Collected data entries:
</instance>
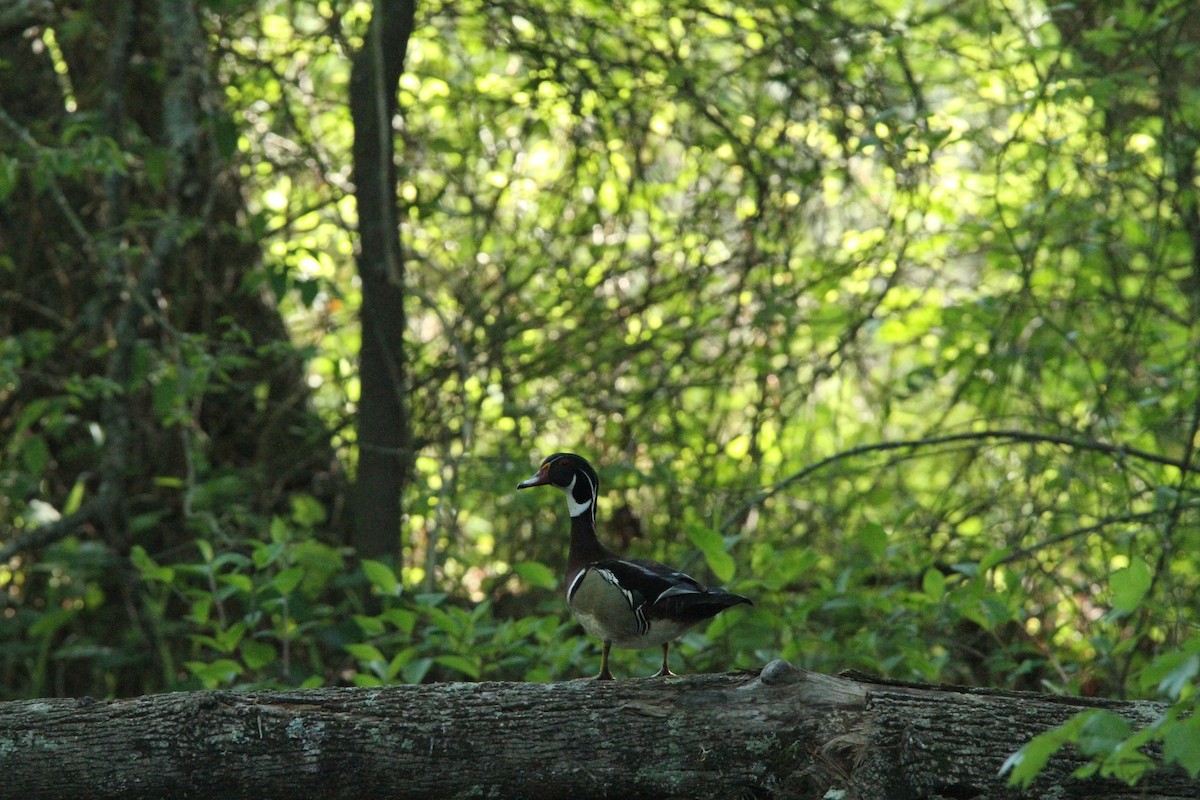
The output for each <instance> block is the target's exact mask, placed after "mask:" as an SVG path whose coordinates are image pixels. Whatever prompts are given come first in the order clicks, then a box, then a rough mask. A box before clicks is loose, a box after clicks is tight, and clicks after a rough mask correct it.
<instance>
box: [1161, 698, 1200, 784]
mask: <svg viewBox="0 0 1200 800" xmlns="http://www.w3.org/2000/svg"><path fill="white" fill-rule="evenodd" d="M1169 726H1170V727H1169V728H1168V730H1166V736H1165V738H1164V739H1163V760H1165V762H1166V763H1168V764H1178V765H1180V766H1182V768H1183V769H1184V770H1186V771H1187V774H1188V775H1190V776H1192V778H1193V780H1194V778H1195V777H1196V776H1198V775H1200V716H1198V715H1195V714H1193V716H1190V717H1187V718H1186V720H1175V721H1172V722H1170V723H1169Z"/></svg>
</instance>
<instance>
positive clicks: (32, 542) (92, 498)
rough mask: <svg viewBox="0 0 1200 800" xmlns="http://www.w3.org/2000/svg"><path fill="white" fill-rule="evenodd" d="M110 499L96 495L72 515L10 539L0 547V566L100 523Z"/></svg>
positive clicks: (30, 530)
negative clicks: (68, 536)
mask: <svg viewBox="0 0 1200 800" xmlns="http://www.w3.org/2000/svg"><path fill="white" fill-rule="evenodd" d="M110 504H112V498H110V497H104V495H97V497H94V498H92V499H90V500H88V501H86V503H84V504H83V505H82V506H79V510H78V511H76V512H74V513H70V515H67V516H66V517H62V518H60V519H55V521H54V522H50V523H47V524H44V525H38V527H37V528H34V529H31V530H25V531H22V533H19V534H17V535H14V536H12V537H10V539H8V541H7V542H5V546H4V547H0V564H4V563H5V561H7V560H8V559H11V558H12V557H14V555H18V554H20V553H30V552H34V551H40V549H42V548H44V547H48V546H50V545H53V543H54V542H56V541H59V540H61V539H65V537H67V536H70V535H71V534H72V533H74V531H77V530H79V529H80V528H83V527H84V525H90V524H95V523H98V522H101V521H102V519H103V518H104V517H107V516H108V513H109V512H110V510H112V509H110Z"/></svg>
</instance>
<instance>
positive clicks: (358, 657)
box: [342, 643, 386, 662]
mask: <svg viewBox="0 0 1200 800" xmlns="http://www.w3.org/2000/svg"><path fill="white" fill-rule="evenodd" d="M342 646H343V648H344V649H346V651H347V652H349V654H350V655H352V656H354V657H355V658H358V660H359V661H364V662H371V661H379V662H385V661H386V658H384V657H383V654H382V652H380V651H379V648H377V646H376V645H373V644H364V643H350V644H343V645H342Z"/></svg>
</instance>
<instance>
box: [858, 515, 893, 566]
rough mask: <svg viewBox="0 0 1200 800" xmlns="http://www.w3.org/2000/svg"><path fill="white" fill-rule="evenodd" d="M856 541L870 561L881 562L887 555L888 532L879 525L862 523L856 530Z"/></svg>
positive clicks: (876, 524)
mask: <svg viewBox="0 0 1200 800" xmlns="http://www.w3.org/2000/svg"><path fill="white" fill-rule="evenodd" d="M858 541H859V543H862V546H863V549H865V551H866V553H868V554H869V555H870V557H871V558H872V559H875V560H881V559H882V558H883V557H884V555H887V552H888V531H887V530H884V528H883V525H881V524H880V523H877V522H868V523H864V524H863V525H862V527H860V528H859V529H858Z"/></svg>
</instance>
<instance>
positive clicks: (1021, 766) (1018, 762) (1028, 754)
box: [1000, 712, 1086, 789]
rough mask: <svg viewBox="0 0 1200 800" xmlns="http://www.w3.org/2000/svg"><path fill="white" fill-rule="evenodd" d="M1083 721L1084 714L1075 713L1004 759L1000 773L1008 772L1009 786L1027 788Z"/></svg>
mask: <svg viewBox="0 0 1200 800" xmlns="http://www.w3.org/2000/svg"><path fill="white" fill-rule="evenodd" d="M1085 714H1086V712H1085ZM1084 721H1085V715H1084V714H1076V715H1075V716H1073V717H1072V718H1069V720H1067V721H1066V722H1063V723H1062V724H1061V726H1058V727H1057V728H1051V729H1050V730H1046V732H1045V733H1039V734H1038V735H1036V736H1033V739H1030V740H1028V741H1027V742H1025V745H1024V746H1022V747H1021V748H1020V750H1018V751H1016V752H1015V753H1013V754H1012V756H1009V757H1008V758H1007V759H1006V760H1004V763H1003V764H1002V765H1001V768H1000V774H1001V775H1004V774H1006V772H1008V774H1009V775H1008V784H1009V786H1019V787H1021V788H1022V789H1027V788H1028V787H1030V784H1031V783H1033V780H1034V778H1036V777H1037V776H1038V774H1039V772H1040V771H1042V768H1044V766H1045V765H1046V762H1049V760H1050V757H1051V756H1054V754H1055V753H1056V752H1058V750H1061V748H1062V746H1063V745H1066V744H1067V742H1068V741H1070V740H1072V738H1074V736H1075V734H1078V733H1079V729H1080V728H1081V727H1082V724H1084Z"/></svg>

**Task**
Retype the records above exactly, omitting the pictures.

**Written solution**
</instance>
The output for each <instance> block is the target's exact mask, placed after "mask:" as an SVG path whose coordinates are image pixels. Whatever prompts are given come first in the order clicks, then a box, then a rough mask. A box before clicks is loose, a box after clicks is tight, and clicks after a rough mask correct it.
<instance>
box: [1161, 698, 1200, 784]
mask: <svg viewBox="0 0 1200 800" xmlns="http://www.w3.org/2000/svg"><path fill="white" fill-rule="evenodd" d="M1169 726H1170V727H1169V728H1168V730H1166V736H1165V738H1164V739H1163V760H1165V762H1166V763H1168V764H1178V765H1180V766H1182V768H1183V769H1184V770H1186V771H1187V774H1188V775H1190V776H1192V778H1193V780H1194V778H1195V777H1196V776H1198V775H1200V716H1198V715H1195V714H1193V716H1190V717H1187V718H1186V720H1175V721H1172V722H1170V723H1169Z"/></svg>
</instance>
<instance>
positive clicks: (32, 542) (92, 498)
rough mask: <svg viewBox="0 0 1200 800" xmlns="http://www.w3.org/2000/svg"><path fill="white" fill-rule="evenodd" d="M110 499L96 495L72 515L10 539L0 547V566L100 523Z"/></svg>
positive clicks: (30, 530)
negative clicks: (68, 536)
mask: <svg viewBox="0 0 1200 800" xmlns="http://www.w3.org/2000/svg"><path fill="white" fill-rule="evenodd" d="M110 504H112V498H110V497H104V495H97V497H94V498H92V499H90V500H88V501H86V503H84V504H83V505H82V506H79V510H78V511H76V512H74V513H70V515H67V516H66V517H62V518H60V519H55V521H54V522H50V523H47V524H44V525H38V527H37V528H34V529H31V530H25V531H22V533H19V534H17V535H14V536H12V537H10V539H8V541H7V542H5V546H4V547H0V564H4V563H5V561H7V560H8V559H11V558H12V557H14V555H18V554H20V553H30V552H34V551H40V549H42V548H44V547H48V546H50V545H53V543H54V542H56V541H59V540H61V539H65V537H67V536H70V535H71V534H72V533H74V531H77V530H79V529H80V528H83V527H84V525H90V524H95V523H98V522H101V521H102V519H103V518H104V517H107V516H108V513H109V512H110V510H112V509H110Z"/></svg>
</instance>
<instance>
positive clicks: (358, 657)
box: [342, 643, 386, 662]
mask: <svg viewBox="0 0 1200 800" xmlns="http://www.w3.org/2000/svg"><path fill="white" fill-rule="evenodd" d="M342 646H343V648H344V649H346V651H347V652H349V654H350V655H352V656H354V657H355V658H358V660H359V661H364V662H371V661H379V662H385V661H386V658H384V657H383V654H382V652H380V651H379V648H377V646H376V645H373V644H364V643H350V644H343V645H342Z"/></svg>
</instance>
<instance>
box: [858, 515, 893, 566]
rough mask: <svg viewBox="0 0 1200 800" xmlns="http://www.w3.org/2000/svg"><path fill="white" fill-rule="evenodd" d="M856 541L870 561L881 562L887 555L888 532L879 525L862 523L856 530Z"/></svg>
positive clicks: (876, 524)
mask: <svg viewBox="0 0 1200 800" xmlns="http://www.w3.org/2000/svg"><path fill="white" fill-rule="evenodd" d="M858 541H859V543H862V546H863V549H865V551H866V553H868V554H869V555H870V557H871V558H872V559H875V560H881V559H882V558H883V557H884V555H887V552H888V531H887V530H884V528H883V525H881V524H880V523H877V522H868V523H864V524H863V525H862V527H860V528H859V529H858Z"/></svg>
</instance>
<instance>
positive clicks: (1021, 766) (1018, 762) (1028, 754)
box: [1000, 712, 1086, 789]
rough mask: <svg viewBox="0 0 1200 800" xmlns="http://www.w3.org/2000/svg"><path fill="white" fill-rule="evenodd" d="M1083 721L1084 714L1075 713L1004 759L1000 773L1008 772L1009 786L1027 788Z"/></svg>
mask: <svg viewBox="0 0 1200 800" xmlns="http://www.w3.org/2000/svg"><path fill="white" fill-rule="evenodd" d="M1085 714H1086V712H1085ZM1084 721H1085V715H1084V714H1076V715H1075V716H1073V717H1072V718H1069V720H1067V721H1066V722H1063V723H1062V724H1061V726H1058V727H1057V728H1051V729H1050V730H1046V732H1045V733H1039V734H1038V735H1036V736H1033V739H1030V740H1028V741H1027V742H1025V745H1024V746H1022V747H1021V748H1020V750H1018V751H1016V752H1015V753H1013V754H1012V756H1009V757H1008V758H1007V759H1006V760H1004V763H1003V764H1002V765H1001V768H1000V774H1001V775H1004V774H1006V772H1008V774H1009V775H1008V784H1009V786H1019V787H1021V788H1022V789H1027V788H1028V787H1030V784H1031V783H1033V780H1034V778H1036V777H1037V776H1038V774H1039V772H1040V771H1042V768H1044V766H1045V765H1046V762H1049V760H1050V757H1051V756H1054V754H1055V753H1056V752H1058V750H1061V748H1062V746H1063V745H1066V744H1067V742H1068V741H1070V740H1072V738H1074V736H1075V734H1078V733H1079V729H1080V728H1081V727H1082V724H1084Z"/></svg>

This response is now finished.